● Material shown
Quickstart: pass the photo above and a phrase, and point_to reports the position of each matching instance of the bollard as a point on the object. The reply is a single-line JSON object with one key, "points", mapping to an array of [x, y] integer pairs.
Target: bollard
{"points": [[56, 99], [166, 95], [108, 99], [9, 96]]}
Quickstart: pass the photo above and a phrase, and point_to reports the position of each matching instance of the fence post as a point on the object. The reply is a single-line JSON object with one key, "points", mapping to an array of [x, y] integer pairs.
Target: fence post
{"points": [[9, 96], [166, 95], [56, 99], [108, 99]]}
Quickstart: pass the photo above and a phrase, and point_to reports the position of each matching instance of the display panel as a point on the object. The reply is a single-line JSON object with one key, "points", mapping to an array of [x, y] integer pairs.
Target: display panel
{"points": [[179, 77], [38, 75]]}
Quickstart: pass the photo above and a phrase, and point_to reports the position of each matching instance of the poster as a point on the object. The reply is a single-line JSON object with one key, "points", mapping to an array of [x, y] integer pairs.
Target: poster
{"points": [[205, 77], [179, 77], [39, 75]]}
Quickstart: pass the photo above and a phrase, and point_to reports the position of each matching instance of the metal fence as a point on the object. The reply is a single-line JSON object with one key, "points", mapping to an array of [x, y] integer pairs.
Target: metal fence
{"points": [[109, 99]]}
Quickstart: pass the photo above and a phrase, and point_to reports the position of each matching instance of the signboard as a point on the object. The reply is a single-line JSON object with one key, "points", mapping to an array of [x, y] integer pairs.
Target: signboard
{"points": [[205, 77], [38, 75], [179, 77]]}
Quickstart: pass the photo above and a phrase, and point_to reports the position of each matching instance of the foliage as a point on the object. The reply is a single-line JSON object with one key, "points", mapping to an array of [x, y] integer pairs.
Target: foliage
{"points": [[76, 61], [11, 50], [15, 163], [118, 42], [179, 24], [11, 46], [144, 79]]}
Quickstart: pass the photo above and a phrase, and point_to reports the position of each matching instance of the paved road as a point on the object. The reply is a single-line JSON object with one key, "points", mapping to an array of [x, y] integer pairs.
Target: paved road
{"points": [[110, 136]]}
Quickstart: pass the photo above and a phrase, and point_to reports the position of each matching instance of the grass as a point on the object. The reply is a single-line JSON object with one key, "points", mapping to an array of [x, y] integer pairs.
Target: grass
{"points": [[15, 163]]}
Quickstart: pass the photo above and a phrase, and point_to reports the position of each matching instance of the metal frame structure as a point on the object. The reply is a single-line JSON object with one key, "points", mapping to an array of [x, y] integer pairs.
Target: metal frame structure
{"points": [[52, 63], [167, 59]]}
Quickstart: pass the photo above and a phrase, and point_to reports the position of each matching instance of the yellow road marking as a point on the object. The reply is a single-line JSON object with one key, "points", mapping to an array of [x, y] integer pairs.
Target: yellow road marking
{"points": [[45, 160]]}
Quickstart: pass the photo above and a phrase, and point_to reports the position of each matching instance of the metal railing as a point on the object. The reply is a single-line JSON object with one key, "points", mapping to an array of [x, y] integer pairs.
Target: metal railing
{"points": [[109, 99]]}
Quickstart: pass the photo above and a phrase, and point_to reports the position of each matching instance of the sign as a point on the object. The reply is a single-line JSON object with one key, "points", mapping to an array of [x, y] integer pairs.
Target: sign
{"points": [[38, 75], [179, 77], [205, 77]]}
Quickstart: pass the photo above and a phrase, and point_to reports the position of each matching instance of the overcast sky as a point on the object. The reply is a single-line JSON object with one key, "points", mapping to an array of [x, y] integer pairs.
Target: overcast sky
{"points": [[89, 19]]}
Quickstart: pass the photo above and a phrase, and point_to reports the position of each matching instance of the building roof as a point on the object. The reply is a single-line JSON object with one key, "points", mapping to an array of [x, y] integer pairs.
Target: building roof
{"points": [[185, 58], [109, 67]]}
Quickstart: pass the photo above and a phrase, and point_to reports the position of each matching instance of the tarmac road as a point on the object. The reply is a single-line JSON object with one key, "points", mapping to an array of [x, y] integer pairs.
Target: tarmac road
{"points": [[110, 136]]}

● Try it
Write out the material again, exactly as shown above.

● Response to the exercise
Quickstart: pass the photo above and a phrase, and point_to reports the position of each matching instance of the bollard as a point on the object. The reply is a single-line JSON object with one key, "points", mapping to an array of [x, y] integer pairs.
Target: bollard
{"points": [[56, 99], [166, 95], [108, 99], [9, 96]]}
Quickstart: pass the photo above and a phrase, and point_to reports the position of each matching instance of the fence post as a point on the object. The reply is a single-line JSON object with one key, "points", mapping to an array of [x, y] integer pairs.
Target: fence post
{"points": [[9, 96], [166, 95], [56, 99], [108, 99]]}
Quickstart: pass the photo above and a phrase, and point_to reports the position of each matching instance of the display panel as a point on the object. The reply is a single-line JSON object with one key, "points", mapping to an array of [x, y] integer pairs.
Target: display panel
{"points": [[179, 77], [38, 75]]}
Quickstart: pass the photo above and a phrase, and point_to reports the position of each matching instance of the poster as a point on the object. The reply is a single-line JSON object with one key, "points", mapping to an array of [x, y] integer pairs.
Target: poster
{"points": [[205, 77], [179, 77], [39, 75]]}
Quickstart: pass the photo above and a phrase, and point_to reports the position of each matching instance of the metal fence as a point on the object. The reply is a single-line JSON object with one key, "points", mapping to an array of [x, y] integer pairs.
Target: metal fence
{"points": [[109, 99]]}
Quickstart: pass the photo above and a phrase, and point_to reports the position of each matching instance of the signboard as a point on the object. The reply is a single-line JSON object with one key, "points", mapping to an array of [x, y] integer pairs.
Target: signboard
{"points": [[205, 77], [38, 75], [179, 77]]}
Quickstart: pass the photo above and a phrase, and point_to reports the position of each matching instance of the foliage as a point on the object. The reply is a single-line JSON object with one key, "points", mapping to an array of [x, y] integer pairs.
Target: foliage
{"points": [[76, 61], [11, 50], [15, 163], [118, 42], [179, 24], [11, 46], [144, 79]]}
Quickstart: pass the photo above and a phrase, and point_to reports the position of each matching instance of the paved road as a point on the object. The reply is a single-line JSON object with one key, "points", mapping to an array of [x, y] integer pairs.
Target: paved road
{"points": [[110, 136]]}
Quickstart: pass the photo above and a phrase, and point_to reports the position of each matching instance of the grass as a point on the object. The reply is a single-line JSON object with one key, "points", mapping to an array of [x, y] integer pairs.
Target: grass
{"points": [[15, 163]]}
Quickstart: pass the photo above and a phrase, and point_to reports the position of each matching instance of the metal frame structure as a point on the object. The reply is a single-line JSON object with one key, "points", mapping to an array of [x, y] integer pairs.
Target: metal frame structure
{"points": [[52, 63], [167, 59]]}
Quickstart: pass the photo above and a phrase, and point_to reports the position of each matching instance of the yellow road marking as a point on the object. The reply is a single-line JSON object with one key, "points", mapping to an array of [x, y] integer pairs.
Target: yellow road marking
{"points": [[45, 160]]}
Quickstart: pass the photo above and a phrase, and point_to reports the position of each matching instance of the metal railing as a point on the object. The reply is a single-line JSON object with one key, "points", mapping to an array of [x, y] integer pairs.
Target: metal railing
{"points": [[109, 99]]}
Quickstart: pass the photo above and a phrase, and point_to reports the position of each matching instance of the sign as a point on the object. The reply is a single-line JSON object with one key, "points", mapping to an array of [x, y] integer pairs.
Target: sign
{"points": [[38, 75], [179, 77], [205, 77]]}
Quickstart: pass the photo above and a phrase, and point_to reports the position of each matching instance of the overcast sky as a point on the object. The reply is a single-line JSON object with one key, "points", mapping to an array of [x, y] integer pairs.
Target: overcast sky
{"points": [[89, 19]]}
Quickstart: pass the photo above and a phrase, and point_to reports the position of each matching instance of the building roof as a point on the object. The reply is a single-line JSON object with one key, "points", mapping to an array of [x, y] integer pairs.
Target: building roof
{"points": [[185, 58], [109, 67]]}
Quickstart: pass the photo above and a phrase, and point_to reports the position of each matching instance of the tarmac road as a point on the object. The reply is a single-line JSON object with one key, "points", mapping to an array of [x, y] integer pairs.
Target: tarmac road
{"points": [[110, 136]]}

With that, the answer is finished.